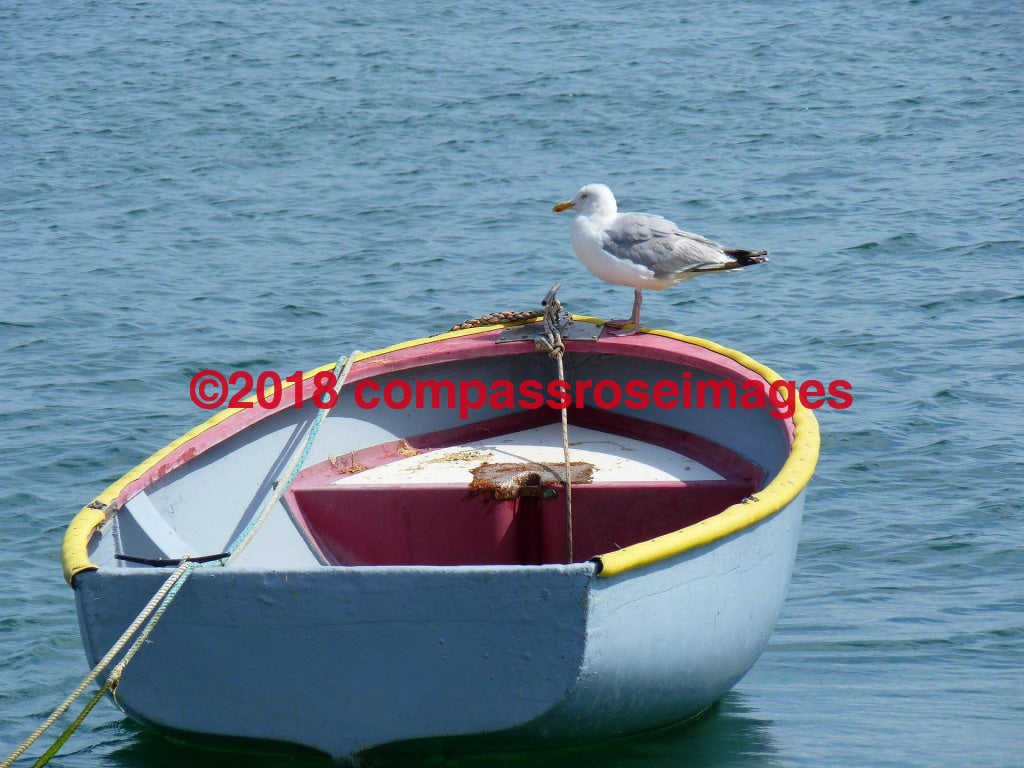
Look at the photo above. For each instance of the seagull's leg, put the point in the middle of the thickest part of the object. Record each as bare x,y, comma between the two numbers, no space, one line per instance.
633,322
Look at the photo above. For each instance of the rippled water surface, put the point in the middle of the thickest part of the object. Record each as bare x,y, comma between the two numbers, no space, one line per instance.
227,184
* * *
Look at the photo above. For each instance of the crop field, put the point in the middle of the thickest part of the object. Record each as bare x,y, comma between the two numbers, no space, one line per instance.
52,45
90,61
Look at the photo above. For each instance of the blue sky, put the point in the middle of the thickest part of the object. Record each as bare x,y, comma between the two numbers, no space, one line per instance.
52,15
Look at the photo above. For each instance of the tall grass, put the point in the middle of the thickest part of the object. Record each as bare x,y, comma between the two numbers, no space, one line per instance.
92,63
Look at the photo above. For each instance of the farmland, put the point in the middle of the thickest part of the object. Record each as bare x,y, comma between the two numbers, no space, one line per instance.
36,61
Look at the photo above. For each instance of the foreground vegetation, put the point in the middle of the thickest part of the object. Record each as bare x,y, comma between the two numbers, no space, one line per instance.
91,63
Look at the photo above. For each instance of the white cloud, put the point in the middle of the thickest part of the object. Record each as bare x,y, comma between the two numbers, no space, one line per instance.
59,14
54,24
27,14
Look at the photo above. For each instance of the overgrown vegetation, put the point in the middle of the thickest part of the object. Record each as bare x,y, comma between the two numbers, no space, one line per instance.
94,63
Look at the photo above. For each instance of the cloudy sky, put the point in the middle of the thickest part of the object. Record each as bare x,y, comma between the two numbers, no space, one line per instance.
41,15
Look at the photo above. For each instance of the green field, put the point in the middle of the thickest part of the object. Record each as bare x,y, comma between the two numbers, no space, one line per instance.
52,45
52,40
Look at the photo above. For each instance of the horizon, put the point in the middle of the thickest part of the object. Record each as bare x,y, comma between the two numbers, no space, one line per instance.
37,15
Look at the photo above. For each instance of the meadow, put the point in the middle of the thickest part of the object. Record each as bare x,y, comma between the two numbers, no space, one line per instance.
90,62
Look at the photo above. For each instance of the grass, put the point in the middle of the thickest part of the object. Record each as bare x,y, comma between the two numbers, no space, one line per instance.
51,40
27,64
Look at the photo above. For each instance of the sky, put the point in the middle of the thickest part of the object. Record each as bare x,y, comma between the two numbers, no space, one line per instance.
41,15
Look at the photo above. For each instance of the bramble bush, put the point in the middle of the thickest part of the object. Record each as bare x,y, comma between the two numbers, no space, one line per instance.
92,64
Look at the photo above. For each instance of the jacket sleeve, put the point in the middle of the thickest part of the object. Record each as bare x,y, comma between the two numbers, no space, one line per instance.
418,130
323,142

**What the task asks:** Gather each line from the material above that contains the string "field" and copy it in full. Match case exactly.

**Solution to this exercise:**
Look at the photo above. For each instance of the crop field, put the point in the middle of the thickest part of the object. Record each as bare x,y, comma between the two numbers, no space, one line per instance.
Look at the photo above. For each instance of the green field, put the point in the middle of the thickest part of the object. Record each as bare x,y, comma between the two numbers, no space, one line per instance.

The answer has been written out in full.